**Exercise:**
Write out every entry in full. Leave nothing out.

**Collection entries:**

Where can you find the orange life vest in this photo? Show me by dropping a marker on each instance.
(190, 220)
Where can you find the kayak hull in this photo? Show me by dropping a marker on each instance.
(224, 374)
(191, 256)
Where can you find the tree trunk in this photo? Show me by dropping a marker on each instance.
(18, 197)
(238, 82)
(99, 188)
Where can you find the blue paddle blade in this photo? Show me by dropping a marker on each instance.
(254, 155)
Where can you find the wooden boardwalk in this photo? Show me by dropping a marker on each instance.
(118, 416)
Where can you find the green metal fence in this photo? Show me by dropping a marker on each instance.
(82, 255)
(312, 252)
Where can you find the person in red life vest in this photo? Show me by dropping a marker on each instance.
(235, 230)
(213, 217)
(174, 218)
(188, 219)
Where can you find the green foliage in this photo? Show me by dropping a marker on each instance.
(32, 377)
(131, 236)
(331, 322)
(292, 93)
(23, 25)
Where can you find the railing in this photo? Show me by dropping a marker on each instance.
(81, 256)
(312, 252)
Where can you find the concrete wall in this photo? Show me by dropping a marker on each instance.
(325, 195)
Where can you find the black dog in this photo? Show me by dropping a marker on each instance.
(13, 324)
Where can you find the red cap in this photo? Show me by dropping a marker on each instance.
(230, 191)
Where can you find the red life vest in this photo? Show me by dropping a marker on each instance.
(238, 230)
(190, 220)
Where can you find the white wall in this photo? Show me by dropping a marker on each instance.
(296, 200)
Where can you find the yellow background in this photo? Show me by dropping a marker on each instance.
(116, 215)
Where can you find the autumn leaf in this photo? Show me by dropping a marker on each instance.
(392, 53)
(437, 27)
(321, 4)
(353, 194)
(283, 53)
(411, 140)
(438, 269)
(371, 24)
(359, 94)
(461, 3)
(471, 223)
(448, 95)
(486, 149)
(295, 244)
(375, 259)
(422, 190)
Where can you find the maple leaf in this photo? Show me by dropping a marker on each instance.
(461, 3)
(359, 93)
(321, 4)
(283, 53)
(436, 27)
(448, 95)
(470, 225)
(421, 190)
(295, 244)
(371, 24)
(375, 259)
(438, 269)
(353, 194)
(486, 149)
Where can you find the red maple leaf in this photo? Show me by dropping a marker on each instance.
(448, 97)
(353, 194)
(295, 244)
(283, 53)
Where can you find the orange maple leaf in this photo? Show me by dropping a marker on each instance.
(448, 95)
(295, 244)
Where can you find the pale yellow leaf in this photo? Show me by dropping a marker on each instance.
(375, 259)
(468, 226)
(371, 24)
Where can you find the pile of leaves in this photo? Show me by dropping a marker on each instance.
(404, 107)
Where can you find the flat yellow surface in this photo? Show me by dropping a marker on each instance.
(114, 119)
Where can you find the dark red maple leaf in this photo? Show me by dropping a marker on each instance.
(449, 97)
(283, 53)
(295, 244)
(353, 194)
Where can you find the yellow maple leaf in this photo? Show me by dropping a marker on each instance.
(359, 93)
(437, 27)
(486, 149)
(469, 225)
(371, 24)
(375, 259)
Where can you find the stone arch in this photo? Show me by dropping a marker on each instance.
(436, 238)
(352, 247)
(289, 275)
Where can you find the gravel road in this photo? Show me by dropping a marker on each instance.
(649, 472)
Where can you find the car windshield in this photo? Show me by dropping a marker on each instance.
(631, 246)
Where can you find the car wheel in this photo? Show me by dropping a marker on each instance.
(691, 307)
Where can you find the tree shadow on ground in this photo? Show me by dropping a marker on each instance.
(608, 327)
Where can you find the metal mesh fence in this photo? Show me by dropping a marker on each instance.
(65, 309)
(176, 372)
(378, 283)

**Response area:**
Where can you find the orange life vest in this photo? Show me by dropping a marker on each instance.
(190, 220)
Where can you find the kayak hull in this photo? Show me by dropping a marker on each instance.
(224, 374)
(191, 256)
Where can you find the tree trunk in this photo? Show me by dropping a marker on each instance.
(18, 197)
(238, 82)
(99, 188)
Where can you find the blue paddle blade in this photo? Show me by dropping a marker on each instance.
(254, 155)
Where can you find the wooden boardwalk in this photo? Show me by dropping a marker on each instance.
(118, 416)
Where can you find the green metal fence in this photo? Show me by dropping a marker on each instance.
(82, 255)
(312, 252)
Where can you find the person in red life vest in this photo? Show me by dropping a marker on each instance.
(235, 230)
(213, 217)
(174, 218)
(188, 219)
Where can you find the green foliage in this photo? Show me by dropping a marker on each instance.
(32, 377)
(131, 236)
(331, 322)
(292, 93)
(23, 25)
Where can you find the railing in this photo? Show me by dropping a marker on each instance.
(81, 256)
(312, 252)
Where can you find the concrete wall in this photo? Show me by dropping a marker on each instance.
(325, 195)
Where can you find the black dog in this photo? Show me by dropping a marker on each instance.
(13, 324)
Where can you find the red cap in this photo? Show me by dropping a marker on each instance.
(230, 191)
Where can you find the red life vest in this photo? Show me by dropping a marker on each instance.
(238, 230)
(190, 220)
Where can you find the white wall in this photo? Show me by dropping a marker on each instance.
(296, 200)
Where can you find the yellow background in this photo? Show me by dropping a marker on each instance.
(116, 215)
Where can you find the autumn leaf in this photo? Show me by dropping a marker on each instance.
(392, 53)
(437, 27)
(321, 4)
(353, 194)
(283, 53)
(411, 140)
(438, 269)
(371, 24)
(359, 94)
(461, 3)
(471, 223)
(448, 95)
(486, 149)
(295, 244)
(375, 259)
(422, 190)
Where can you find the maple leaf in this photo? Show me by dropping a marker on each instance.
(461, 3)
(359, 93)
(321, 4)
(283, 53)
(436, 27)
(448, 95)
(470, 225)
(421, 190)
(295, 244)
(371, 24)
(375, 259)
(438, 269)
(353, 194)
(486, 149)
Where can you find the red maple leaf in this photo? Show me by dropping a marker on each instance.
(448, 97)
(353, 194)
(295, 244)
(283, 53)
Where can you find the orange maple leaf in this photo? Show me by dropping a marker on each instance.
(448, 95)
(295, 244)
Where can you find the pale yellow leaf in this photo? Show me by dropping a marker on each instance.
(375, 259)
(468, 226)
(371, 24)
Where can you find the pile of leaves in this photo? Show me by dropping a marker on each instance.
(404, 107)
Where can you find the flat yellow surface in this photo? Show me by dropping a marker on each instance.
(114, 119)
Where can you find the dark red maple leaf in this photo? Show me by dropping a marker on each instance.
(449, 97)
(283, 53)
(295, 244)
(353, 194)
Where can you find the yellow maple leaf in this photo? Show me by dropping a marker on each instance.
(359, 93)
(437, 27)
(486, 149)
(469, 225)
(371, 24)
(375, 259)
Where can you find the stone arch in this photo? Show me by dropping a marker on each instance.
(436, 238)
(352, 247)
(289, 275)
Where can you find the gravel road in this photo? Show me by dropping a marker on each instance.
(649, 472)
Where can you find the car windshield in this photo? Show me by dropping a marker on each instance.
(631, 246)
Where can you find the car wheel in this photo? Show me by dropping a marker on each instance.
(691, 307)
Where can you find the tree shadow on ground in this photo? Show me by dropping a marker on each instance.
(608, 327)
Where can you find the metal mesh fence in this photo? Show me by dropping a marker on each instance.
(65, 309)
(176, 372)
(378, 283)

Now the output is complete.